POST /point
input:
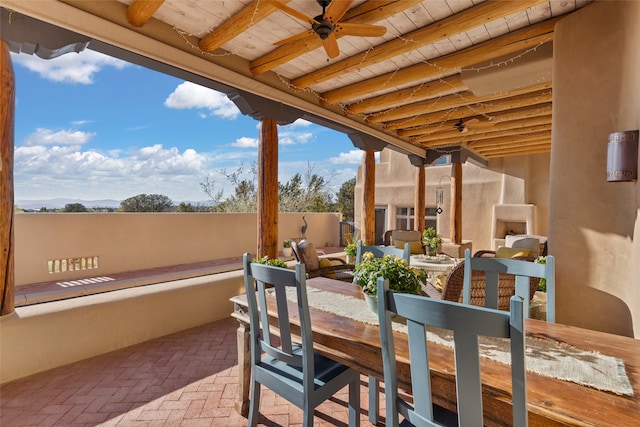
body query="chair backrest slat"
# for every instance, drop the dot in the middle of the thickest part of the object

==

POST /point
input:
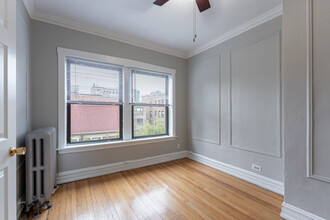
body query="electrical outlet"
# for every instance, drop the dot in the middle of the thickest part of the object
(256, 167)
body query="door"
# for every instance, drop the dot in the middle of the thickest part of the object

==

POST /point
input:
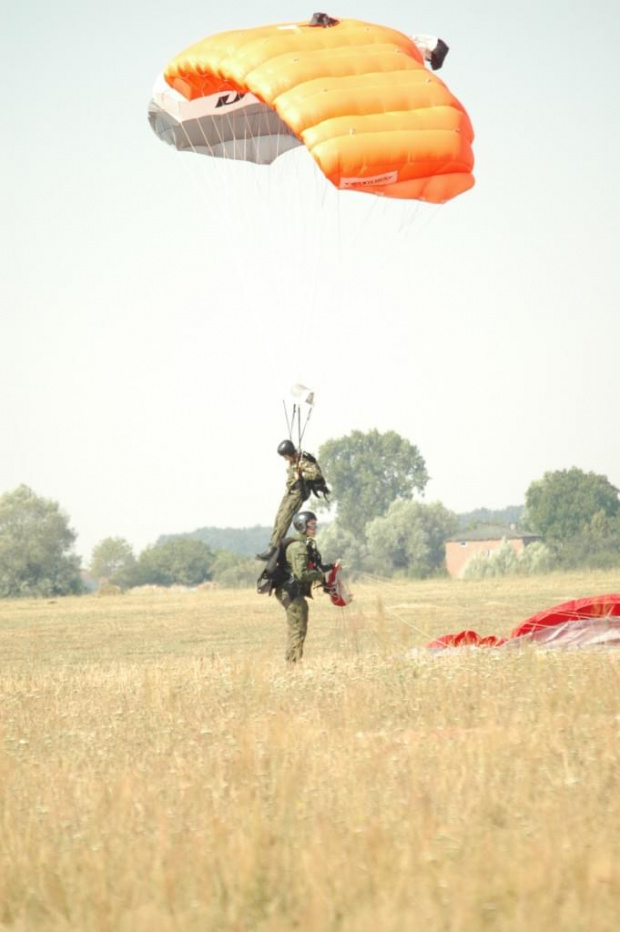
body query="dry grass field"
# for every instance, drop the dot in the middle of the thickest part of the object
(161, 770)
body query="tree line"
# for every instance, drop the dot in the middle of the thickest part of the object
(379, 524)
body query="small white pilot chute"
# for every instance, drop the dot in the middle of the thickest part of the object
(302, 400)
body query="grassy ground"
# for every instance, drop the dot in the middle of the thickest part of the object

The task: List each line above that contains the string "query", matching case exactly.

Worked answer:
body query="chair backrest slat"
body query="electrical outlet"
body query="door"
body query="dry grass field"
body query="tree line"
body query="small white pilot chute"
body query="grassy ground"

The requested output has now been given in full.